### [KUTIPAN TEKS]
Sabtu, 02 Agustus 2008

MUHASABAH (1)



Berbekallah, dan sesungguhnya sebaik-baik bekal adalah takwa dan bertakwalah kepada-KU hai orang-orang yang berakal. (QS. Al-Baqarah: 197)

Kehidupan dunia ini adalah sepenggal episode yang amat singkat, namun menetukan nasib perjalanan maha panjang di akhirat yang tak terbatas kurun waktunya. Barangsiapa menyiapkan bekal di dunia sesuai kebutuhan yang diperlukan dalam perjalanan panjang itu, maka perjalanannya laksana tamasya yang hanya berisi suka cita dan bahagia.

Tapi, barangsiapa yang memperbanyak sesuatu yang tidak berguna uuntuk perjalanan panjangnya, maka justru hanya menjadi beban berat bagi perjalanan yang menyedihkan. Tak ada yang dia alami selain penderitaaan panjang tak berkesudahan.

Banyak orang bekerja keras menyiapkan bekal dunia untuk kebahagiaan di hari tua yang sangat singkat. Tapi adakah yang memikirkan bekal untuk kehidupan yang tidak ada batasnya? Hanya orang pintar yang menyiapkan perbekalan untuknya, Nabi SAW bersabda, “Orang yang pintar adalah yang introspeksi diri dan beramal untuk setelah mati.” (HR. Tirmidzi)


Menghitung Perbekalan

Waktu demi waktu bergulir, hari demi hari berjalan, tahun demi tahun berlalu, seringkali kita menjalani hidup dengan apa adanya. Tanpa perencanaan yang jelas, tanpa target yang fokus dan tanpa mengevaluasi kekurangan amal yang telah kita perbuat.

Tengoklah, hari yang berlalu, dua hari yang lalu atau minggu lalu, atau bulan lalu atau tahun yang lalu, apakah ada peningkatan yang berarti pada ilmu, amal dan prestasi kita? Lihatlah Abu Bakar Ash-Shidiq, waktu dua tahun menjadi khalifah cukup untuk mengembalikan orang-orang yang murtad ke dalam pangkuan Islam. Demikian pula Umar bin ‘Abdul Aziz, waktu dua tahun cukup untuk mengembalikan keadilan, mengenyahkan kezhaliman dan menghadirkan kemakmuran dalam seluruh aspek kehidupan. Sedangkan Ibnu Abi Ja’d, dua tahun belajar akhirnya menjadi mufti di Madinah.

Itulah kehidupan orang-orang cerdas, kehidupan yang diawali dengan tekad yang kuat, konsisten dengan niat lalu mengevaluasi dan introspeksi atas kekurangan. Dari situ, mulailah diadakan perbaikan-perbaikan hingga tercapailah kesuksesan.

### [RINGKASAN TUGAS 1]
Menurut teks tentang muhasabah, berapa lama Ibnu Abi Ja’d belajar hingga menjadi mufti di Madinah?
### [RINGKASAN TUGAS 2]
Lanjutkan teks tentang muhasabah dan bekal akhirat, dimulai sesudah kalimat terakhirnya.
Catatan yang menyertai teks ini tidak diperlukan.

### [BAHAN YANG DIBERIKAN]
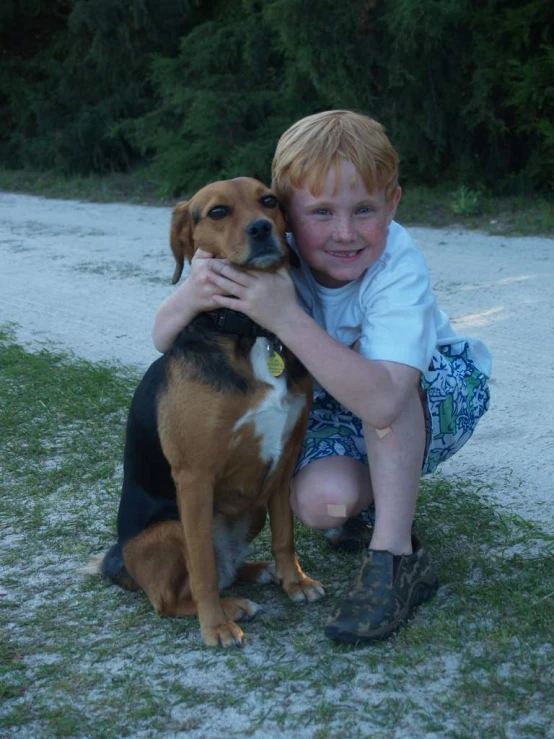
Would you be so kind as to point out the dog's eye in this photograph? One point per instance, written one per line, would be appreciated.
(268, 201)
(218, 212)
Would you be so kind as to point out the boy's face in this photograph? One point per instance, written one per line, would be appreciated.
(340, 234)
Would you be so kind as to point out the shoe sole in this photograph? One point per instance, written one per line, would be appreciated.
(422, 593)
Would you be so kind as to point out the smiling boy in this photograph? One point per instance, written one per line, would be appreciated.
(396, 390)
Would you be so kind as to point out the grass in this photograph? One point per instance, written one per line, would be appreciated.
(82, 658)
(447, 205)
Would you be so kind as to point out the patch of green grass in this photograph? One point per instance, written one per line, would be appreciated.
(138, 187)
(466, 206)
(81, 657)
(445, 205)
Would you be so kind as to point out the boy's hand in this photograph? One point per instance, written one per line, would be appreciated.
(199, 286)
(268, 298)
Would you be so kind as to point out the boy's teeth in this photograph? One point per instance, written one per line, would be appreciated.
(343, 253)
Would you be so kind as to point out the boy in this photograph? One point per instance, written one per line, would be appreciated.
(396, 391)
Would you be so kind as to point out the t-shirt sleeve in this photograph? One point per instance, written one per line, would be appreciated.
(398, 310)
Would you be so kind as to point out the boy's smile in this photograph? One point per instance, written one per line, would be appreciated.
(341, 231)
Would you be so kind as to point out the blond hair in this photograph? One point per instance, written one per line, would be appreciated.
(313, 145)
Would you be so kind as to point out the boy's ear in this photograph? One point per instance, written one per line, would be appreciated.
(181, 238)
(394, 204)
(294, 261)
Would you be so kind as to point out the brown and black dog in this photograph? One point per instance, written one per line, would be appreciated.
(213, 434)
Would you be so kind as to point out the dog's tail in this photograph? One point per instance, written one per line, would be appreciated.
(110, 564)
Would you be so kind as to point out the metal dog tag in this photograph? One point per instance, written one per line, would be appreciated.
(275, 362)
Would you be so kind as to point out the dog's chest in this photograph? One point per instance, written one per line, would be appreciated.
(276, 414)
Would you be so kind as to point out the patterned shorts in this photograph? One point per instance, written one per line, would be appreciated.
(457, 395)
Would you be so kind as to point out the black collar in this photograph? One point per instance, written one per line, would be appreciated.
(233, 322)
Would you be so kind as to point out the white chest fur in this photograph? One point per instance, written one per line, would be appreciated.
(277, 414)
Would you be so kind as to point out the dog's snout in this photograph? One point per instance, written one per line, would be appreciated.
(259, 228)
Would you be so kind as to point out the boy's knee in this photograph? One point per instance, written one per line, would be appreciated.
(321, 507)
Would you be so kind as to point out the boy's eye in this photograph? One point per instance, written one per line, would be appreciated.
(268, 201)
(218, 212)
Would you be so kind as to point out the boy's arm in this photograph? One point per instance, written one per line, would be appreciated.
(373, 390)
(192, 297)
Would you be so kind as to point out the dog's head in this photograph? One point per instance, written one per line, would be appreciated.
(238, 220)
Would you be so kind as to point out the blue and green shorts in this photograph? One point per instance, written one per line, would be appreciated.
(456, 396)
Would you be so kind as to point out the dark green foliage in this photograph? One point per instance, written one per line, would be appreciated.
(205, 88)
(74, 69)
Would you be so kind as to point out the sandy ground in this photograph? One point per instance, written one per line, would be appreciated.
(88, 278)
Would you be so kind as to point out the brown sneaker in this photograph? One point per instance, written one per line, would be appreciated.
(353, 535)
(388, 589)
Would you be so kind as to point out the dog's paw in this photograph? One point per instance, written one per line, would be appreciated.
(239, 609)
(267, 574)
(304, 590)
(227, 634)
(261, 573)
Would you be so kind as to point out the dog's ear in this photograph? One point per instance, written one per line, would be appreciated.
(181, 238)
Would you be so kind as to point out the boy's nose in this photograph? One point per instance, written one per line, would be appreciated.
(344, 230)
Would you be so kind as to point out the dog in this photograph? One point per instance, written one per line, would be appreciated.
(213, 434)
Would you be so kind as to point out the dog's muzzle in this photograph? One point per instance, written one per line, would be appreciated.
(264, 248)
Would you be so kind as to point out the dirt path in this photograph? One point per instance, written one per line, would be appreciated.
(88, 278)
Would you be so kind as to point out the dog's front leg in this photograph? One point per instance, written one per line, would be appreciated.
(295, 583)
(195, 499)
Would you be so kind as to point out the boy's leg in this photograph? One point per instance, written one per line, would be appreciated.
(396, 575)
(330, 490)
(395, 462)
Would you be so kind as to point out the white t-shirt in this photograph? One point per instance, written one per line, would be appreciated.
(390, 309)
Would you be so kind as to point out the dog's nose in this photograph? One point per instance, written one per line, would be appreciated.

### [JAWABAN AKHIR 1]
Ibnu Abi Ja’d belajar selama dua tahun hingga menjadi mufti di Madinah.

### [JAWABAN AKHIR 2]
Hanya saja, tiada suatu itikad baik muncul, atau upaya perbaikan ditempuh, kecuali setelah terbuka pintu ‘muhasabah’, perhitungan atau introspeksi, lalu didapatkan adanya sisi kekurangan. Muhasabah juga bisa diartikan sebagai pertimbangan untuk mendapatkan hasil yang terbaik dari suatu amal.
Ibnul Qayyim menyebutkan bahwa muhasabah adalah memperhitungkan segala kondisi sebelum berbuat ataupun meninggalkan sesuatu, baik sesuatu yang berupa keyakinan hati maupun perbuatan anggota badan, hingga menjadi jelas baginya apa yang selayaknya dia kerjakan dan dia tinggalkan. Jika telah jelas baginya sesuatu yang dibenci oleh ALLAH maka dia akan menjauhi dengan hatinya, menahan anggota badannya dari apa yang dibenci ALLAH dan tidak membiarkan nafsunya meninggalkan yang fardhu, lalu dia bersegera untuk menunaikan yang fardhu.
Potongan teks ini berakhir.